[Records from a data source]
***

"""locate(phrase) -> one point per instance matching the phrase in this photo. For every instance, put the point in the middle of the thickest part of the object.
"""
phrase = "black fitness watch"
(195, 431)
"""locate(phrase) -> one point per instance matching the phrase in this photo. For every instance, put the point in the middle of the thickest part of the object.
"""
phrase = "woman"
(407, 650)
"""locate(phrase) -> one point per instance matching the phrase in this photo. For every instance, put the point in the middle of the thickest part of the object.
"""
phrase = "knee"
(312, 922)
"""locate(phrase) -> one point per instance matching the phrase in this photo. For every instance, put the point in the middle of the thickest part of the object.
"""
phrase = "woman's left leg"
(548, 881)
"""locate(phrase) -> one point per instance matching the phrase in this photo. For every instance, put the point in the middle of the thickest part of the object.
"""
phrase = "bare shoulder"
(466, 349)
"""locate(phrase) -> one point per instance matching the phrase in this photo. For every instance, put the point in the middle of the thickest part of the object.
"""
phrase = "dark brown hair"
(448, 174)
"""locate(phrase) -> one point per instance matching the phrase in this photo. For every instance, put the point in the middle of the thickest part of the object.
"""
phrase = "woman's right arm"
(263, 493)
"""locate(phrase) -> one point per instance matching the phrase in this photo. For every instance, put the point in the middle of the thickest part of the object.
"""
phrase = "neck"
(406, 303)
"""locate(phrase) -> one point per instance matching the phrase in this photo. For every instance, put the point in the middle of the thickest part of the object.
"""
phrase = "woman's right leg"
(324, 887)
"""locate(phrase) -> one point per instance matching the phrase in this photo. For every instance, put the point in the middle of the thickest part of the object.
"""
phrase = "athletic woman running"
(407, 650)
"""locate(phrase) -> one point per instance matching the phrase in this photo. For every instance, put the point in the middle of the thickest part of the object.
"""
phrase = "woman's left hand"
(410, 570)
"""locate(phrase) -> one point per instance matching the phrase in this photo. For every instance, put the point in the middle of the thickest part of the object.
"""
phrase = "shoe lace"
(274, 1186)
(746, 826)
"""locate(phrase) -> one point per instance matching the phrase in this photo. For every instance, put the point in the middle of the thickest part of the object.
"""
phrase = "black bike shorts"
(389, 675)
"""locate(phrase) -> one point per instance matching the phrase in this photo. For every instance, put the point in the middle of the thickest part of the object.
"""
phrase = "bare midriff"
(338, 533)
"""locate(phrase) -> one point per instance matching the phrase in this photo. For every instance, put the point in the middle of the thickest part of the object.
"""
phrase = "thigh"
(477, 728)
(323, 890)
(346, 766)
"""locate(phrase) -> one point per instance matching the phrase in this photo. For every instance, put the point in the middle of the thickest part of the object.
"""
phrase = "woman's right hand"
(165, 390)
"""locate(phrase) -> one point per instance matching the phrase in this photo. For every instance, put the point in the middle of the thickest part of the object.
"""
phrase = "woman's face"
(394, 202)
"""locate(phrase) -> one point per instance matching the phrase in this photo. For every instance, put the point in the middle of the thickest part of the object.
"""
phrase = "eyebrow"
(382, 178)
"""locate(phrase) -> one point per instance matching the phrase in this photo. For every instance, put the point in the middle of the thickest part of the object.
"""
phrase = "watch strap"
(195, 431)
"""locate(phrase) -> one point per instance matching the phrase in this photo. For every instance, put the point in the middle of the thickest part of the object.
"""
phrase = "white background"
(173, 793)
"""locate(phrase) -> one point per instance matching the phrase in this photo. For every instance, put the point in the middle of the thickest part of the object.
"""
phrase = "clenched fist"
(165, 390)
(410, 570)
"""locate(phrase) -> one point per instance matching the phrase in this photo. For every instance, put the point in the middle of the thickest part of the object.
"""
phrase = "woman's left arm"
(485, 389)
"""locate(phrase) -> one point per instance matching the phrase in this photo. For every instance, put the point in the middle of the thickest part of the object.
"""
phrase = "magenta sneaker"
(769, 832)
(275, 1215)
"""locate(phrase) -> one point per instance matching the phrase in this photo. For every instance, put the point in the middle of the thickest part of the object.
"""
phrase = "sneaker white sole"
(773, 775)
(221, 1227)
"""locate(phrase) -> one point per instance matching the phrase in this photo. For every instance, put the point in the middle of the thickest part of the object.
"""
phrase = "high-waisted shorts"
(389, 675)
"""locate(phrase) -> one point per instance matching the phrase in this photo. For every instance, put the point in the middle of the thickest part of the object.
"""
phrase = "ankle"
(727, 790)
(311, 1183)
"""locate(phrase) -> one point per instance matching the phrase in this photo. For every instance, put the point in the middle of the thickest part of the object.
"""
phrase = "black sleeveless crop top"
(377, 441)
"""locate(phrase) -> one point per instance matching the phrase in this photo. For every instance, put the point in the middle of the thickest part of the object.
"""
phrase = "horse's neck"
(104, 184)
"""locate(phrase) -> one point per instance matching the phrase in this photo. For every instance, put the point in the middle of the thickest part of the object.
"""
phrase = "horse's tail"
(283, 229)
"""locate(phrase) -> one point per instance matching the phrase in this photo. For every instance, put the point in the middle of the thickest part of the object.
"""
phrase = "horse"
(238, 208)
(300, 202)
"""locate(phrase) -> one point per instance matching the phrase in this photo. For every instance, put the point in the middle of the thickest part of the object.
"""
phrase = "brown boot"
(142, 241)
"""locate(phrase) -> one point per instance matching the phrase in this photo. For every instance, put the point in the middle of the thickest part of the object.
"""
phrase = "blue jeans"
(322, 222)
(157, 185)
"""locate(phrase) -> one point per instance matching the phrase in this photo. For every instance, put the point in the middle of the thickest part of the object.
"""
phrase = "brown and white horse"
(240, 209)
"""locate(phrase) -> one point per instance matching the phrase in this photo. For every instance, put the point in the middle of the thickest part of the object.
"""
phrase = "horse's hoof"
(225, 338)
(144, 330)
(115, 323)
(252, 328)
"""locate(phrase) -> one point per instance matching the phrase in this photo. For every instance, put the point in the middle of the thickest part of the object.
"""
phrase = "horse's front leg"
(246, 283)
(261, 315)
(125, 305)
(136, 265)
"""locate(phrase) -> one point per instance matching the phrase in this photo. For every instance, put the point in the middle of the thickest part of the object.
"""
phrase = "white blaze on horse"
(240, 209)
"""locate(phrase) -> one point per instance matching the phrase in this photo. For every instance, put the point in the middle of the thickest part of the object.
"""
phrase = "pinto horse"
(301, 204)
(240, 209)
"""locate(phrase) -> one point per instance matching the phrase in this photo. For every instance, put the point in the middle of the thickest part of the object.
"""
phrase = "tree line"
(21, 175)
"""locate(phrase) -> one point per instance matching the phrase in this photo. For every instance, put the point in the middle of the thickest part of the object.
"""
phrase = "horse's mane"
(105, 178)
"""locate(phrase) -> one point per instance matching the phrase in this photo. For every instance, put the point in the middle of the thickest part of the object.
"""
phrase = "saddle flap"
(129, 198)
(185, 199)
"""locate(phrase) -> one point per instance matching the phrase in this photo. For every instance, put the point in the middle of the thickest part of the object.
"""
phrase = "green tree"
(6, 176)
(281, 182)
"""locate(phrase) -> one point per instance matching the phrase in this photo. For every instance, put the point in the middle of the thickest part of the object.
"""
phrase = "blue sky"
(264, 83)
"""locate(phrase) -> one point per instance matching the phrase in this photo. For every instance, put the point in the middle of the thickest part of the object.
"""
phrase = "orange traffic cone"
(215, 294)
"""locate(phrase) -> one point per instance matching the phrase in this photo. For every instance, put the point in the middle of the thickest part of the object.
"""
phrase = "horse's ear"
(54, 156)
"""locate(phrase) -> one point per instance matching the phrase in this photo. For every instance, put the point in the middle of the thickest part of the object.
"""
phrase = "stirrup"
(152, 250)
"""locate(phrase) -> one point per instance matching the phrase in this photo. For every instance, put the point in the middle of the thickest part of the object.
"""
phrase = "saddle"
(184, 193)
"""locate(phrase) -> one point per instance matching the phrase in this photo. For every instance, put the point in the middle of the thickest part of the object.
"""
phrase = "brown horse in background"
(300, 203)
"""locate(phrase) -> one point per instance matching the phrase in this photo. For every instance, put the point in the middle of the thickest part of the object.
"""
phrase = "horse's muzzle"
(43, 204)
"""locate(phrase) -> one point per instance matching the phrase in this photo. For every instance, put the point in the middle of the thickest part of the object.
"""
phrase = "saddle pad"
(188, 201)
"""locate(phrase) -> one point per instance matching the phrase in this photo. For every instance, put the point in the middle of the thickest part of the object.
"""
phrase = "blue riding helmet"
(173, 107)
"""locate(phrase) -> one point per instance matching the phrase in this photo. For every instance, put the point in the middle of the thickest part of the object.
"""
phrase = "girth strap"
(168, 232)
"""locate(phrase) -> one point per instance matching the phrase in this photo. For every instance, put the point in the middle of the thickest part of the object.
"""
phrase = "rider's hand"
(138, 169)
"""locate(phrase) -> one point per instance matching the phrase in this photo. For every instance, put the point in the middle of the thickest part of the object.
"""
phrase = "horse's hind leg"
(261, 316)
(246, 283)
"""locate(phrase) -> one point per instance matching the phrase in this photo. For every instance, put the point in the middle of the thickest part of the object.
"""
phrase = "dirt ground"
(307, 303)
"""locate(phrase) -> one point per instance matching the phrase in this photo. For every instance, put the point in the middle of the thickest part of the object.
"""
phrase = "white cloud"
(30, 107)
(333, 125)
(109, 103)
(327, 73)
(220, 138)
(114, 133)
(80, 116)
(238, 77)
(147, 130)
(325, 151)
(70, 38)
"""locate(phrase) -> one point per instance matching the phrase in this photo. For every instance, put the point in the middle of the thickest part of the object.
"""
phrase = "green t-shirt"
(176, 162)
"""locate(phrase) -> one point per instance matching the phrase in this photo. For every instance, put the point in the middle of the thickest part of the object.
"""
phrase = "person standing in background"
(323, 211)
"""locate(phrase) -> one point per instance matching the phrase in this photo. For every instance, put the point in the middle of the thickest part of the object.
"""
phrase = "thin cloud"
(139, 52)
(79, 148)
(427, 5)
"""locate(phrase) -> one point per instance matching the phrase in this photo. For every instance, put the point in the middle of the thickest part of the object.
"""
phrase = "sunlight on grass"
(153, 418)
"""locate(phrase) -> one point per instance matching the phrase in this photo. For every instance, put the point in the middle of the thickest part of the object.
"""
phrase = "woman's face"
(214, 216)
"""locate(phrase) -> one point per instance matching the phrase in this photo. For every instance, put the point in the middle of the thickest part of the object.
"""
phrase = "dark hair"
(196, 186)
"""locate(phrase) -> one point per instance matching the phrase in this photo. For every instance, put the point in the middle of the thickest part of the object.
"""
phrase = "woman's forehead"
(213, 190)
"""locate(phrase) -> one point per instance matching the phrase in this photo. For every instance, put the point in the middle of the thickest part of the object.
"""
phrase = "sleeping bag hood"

***

Do this:
Collect each line of the records above that contains the word "cloud".

Response:
phrase = "white cloud"
phrase = "thin cloud"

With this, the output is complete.